TEXT FOR ANALYSIS:
[Start of Attachment]

Breanna Burkhead, a senior at Garrard County High School, was named as one of Kentucky’s top two youth volunteers of 2020 by The Prudential Spirit of Community Awards, a nationwide program honoring young people for outstanding acts of volunteerism.
Burkhead received $1,000 and an all-expenses-paid trip to Washington, D.C., for four days of national recognition events at which 10 students will be named America’s top youth volunteers of 2020.
Burkhead, who was nominated by Garrard County 4-H, played a leading role in purchasing and renovating an historic building in Lancaster to serve as a new permanent arts center. As a member of her 4-H group’s arts club, she knew that her town’s existing arts center was being evicted from its home and that its future was uncertain.
“I learned that the local art council was at a crossroads trying to figure out what they could do to keep art alive in our county,” she said. “I decided I wanted to be a part of this discussion and future decisions for arts in my community.”
She began investigating possible solutions and then presented her findings to the art council, urging the group to purchase a 3,000-square-foot vacant building in town. After the council voted to follow Burkhead’s recommendation, she was invited to serve on its board of directors. She then prepared a PowerPoint presentation to apply for grants, solicited donations from community members and participated in several fundraisers.
Once funding was secured and the building purchased, Burkhead spent many hours cleaning out and renovating the structure, and loading in arts supplies and equipment. She was given the honor of cutting the ribbon at the grand opening of the new center, which now features two classrooms, an art gallery, six working artist studios and a gift shop.
The Prudential Spirit of Community Awards honors one high school student and one middle school student from each state. Sean Nicholas, a 6th-grade student at Villa Madonna Academy in Villa Hills, was Kentucky’s middle school honoree.
The program judges also recognized three students from Kentucky public schools as distinguished finalists for their impressive community service activities:
- Emily Morgan, a senior at Greenwood High School (Warren County), founded and runs “Every 98 Seconds,” a nonprofit organization that collects and donates art supplies for children in her community who have experienced trauma. She spreads awareness of the importance of art therapy and has raised nearly $3,000 and more than 200 art supplies. Morgan was motivated to start the organization by the proven benefits of art therapy for kids, and to help lift the stigma of discussing child abuse.
- Georgia Turpin, a senior at Mercer County Senior High School, runs “Mission: Shared Smile,” an organization that delivers handmade cards to children who are undergoing medical treatment. She has recruited students from local elementary and middle schools, church groups and her 4-H club to make more than 700 cards, and plans to expand her project to other states. Turpin was inspired to start this project after being evaluated for a tumor at the University of Kentucky Children’s Hospital and discovering it was benign.
- Chloe Yates, a sophomore at North Oldham High School (Oldham County), has volunteered thousands of hours to establish a Special Olympics gymnastics team in her local community. She has completed extensive training, secured practice space, recruited and trained volunteers and regularly works with the program’s 26 participants. Yates also has spread awareness about her program and secured donations to cover her team’s registration and uniform costs.

[End of Attachment]

RECORD SET:

[Start of Attachment]

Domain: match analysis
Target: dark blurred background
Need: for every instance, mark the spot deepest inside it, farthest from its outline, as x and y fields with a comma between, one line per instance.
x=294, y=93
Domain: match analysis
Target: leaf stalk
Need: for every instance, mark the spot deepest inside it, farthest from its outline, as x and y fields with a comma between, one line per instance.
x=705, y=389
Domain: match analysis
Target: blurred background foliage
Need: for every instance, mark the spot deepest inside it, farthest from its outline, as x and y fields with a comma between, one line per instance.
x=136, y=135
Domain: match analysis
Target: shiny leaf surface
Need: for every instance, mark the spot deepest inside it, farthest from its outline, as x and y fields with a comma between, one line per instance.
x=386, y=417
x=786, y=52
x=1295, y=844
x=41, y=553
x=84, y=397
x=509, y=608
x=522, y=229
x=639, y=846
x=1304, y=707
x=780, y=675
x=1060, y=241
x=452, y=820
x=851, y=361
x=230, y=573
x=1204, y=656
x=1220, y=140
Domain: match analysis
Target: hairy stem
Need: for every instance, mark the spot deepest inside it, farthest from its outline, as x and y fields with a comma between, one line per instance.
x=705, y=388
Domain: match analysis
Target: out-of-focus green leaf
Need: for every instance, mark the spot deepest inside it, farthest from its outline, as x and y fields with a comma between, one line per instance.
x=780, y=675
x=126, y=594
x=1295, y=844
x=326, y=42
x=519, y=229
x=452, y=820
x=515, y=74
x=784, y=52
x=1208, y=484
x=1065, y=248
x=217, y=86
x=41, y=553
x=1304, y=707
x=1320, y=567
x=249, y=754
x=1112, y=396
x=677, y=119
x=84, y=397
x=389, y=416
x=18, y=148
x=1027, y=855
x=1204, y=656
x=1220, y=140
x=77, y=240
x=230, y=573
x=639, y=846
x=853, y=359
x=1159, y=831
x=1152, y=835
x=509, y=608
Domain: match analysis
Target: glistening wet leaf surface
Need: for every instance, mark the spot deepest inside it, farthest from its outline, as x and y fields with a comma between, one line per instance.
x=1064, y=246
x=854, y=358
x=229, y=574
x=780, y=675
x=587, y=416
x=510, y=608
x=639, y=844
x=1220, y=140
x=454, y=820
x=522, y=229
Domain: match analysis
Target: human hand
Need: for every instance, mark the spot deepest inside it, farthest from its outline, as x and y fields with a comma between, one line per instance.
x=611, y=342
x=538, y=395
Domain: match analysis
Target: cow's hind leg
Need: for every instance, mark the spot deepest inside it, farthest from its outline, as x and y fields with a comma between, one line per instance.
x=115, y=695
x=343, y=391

[End of Attachment]

TASK OBJECTIVE:
Copy the stretch from "Breanna Burkhead, a" through "future was uncertain." in the article on Kentucky's 2020 youth volunteer honorees, word for word.

FINISHED TASK:
Breanna Burkhead, a senior at Garrard County High School, was named as one of Kentucky’s top two youth volunteers of 2020 by The Prudential Spirit of Community Awards, a nationwide program honoring young people for outstanding acts of volunteerism.
Burkhead received $1,000 and an all-expenses-paid trip to Washington, D.C., for four days of national recognition events at which 10 students will be named America’s top youth volunteers of 2020.
Burkhead, who was nominated by Garrard County 4-H, played a leading role in purchasing and renovating an historic building in Lancaster to serve as a new permanent arts center. As a member of her 4-H group’s arts club, she knew that her town’s existing arts center was being evicted from its home and that its future was uncertain.